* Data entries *

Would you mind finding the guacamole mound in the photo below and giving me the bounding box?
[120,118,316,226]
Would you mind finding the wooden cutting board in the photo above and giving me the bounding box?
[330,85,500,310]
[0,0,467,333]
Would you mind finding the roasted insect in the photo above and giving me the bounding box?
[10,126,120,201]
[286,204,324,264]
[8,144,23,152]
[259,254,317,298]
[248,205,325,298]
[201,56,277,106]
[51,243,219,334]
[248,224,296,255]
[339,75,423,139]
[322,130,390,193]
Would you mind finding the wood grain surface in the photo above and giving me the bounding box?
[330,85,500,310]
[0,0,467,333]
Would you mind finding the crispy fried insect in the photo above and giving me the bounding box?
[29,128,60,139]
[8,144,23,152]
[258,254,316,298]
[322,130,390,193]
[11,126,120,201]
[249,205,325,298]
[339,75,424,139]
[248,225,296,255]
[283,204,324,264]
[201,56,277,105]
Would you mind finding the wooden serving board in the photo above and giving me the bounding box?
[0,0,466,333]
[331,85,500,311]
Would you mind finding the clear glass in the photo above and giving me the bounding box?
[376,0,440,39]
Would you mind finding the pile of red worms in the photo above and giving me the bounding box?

* Task goal *
Transcribe all of the lines in the records precisely.

* Written answer *
Would you mind finding the guacamole mound in the photo below and giving me the bounding box?
[120,118,316,226]
Would you mind finding the wooden cutting board in the photo above and giving me the bounding box?
[330,85,500,310]
[0,0,467,333]
Would you mind finding the roasted insect in the photo above and giving me the bounding box?
[10,126,120,201]
[286,204,324,264]
[8,144,23,152]
[259,254,317,298]
[248,205,325,298]
[201,56,277,106]
[51,243,219,334]
[248,224,296,255]
[339,75,423,139]
[322,130,390,193]
Would you mind finding the wood grain surface in the photo above and giving me the bounding box?
[330,85,500,310]
[0,0,467,333]
Would you mind finding the crispy fried insect in the photo above and giving me the bounding box?
[29,128,60,139]
[8,144,23,152]
[258,254,316,298]
[322,130,390,193]
[11,126,120,201]
[249,205,325,298]
[339,75,424,139]
[248,225,296,255]
[283,204,324,264]
[201,56,277,105]
Would you mind finding the wooden serving board in the photo above and giving me the bounding box?
[0,0,466,333]
[331,85,500,311]
Would you mind finding the clear glass in the photo above and giving me the bounding box?
[376,0,440,39]
Would you mind finding the pile of red worms in the photo above and giving me the bounding box?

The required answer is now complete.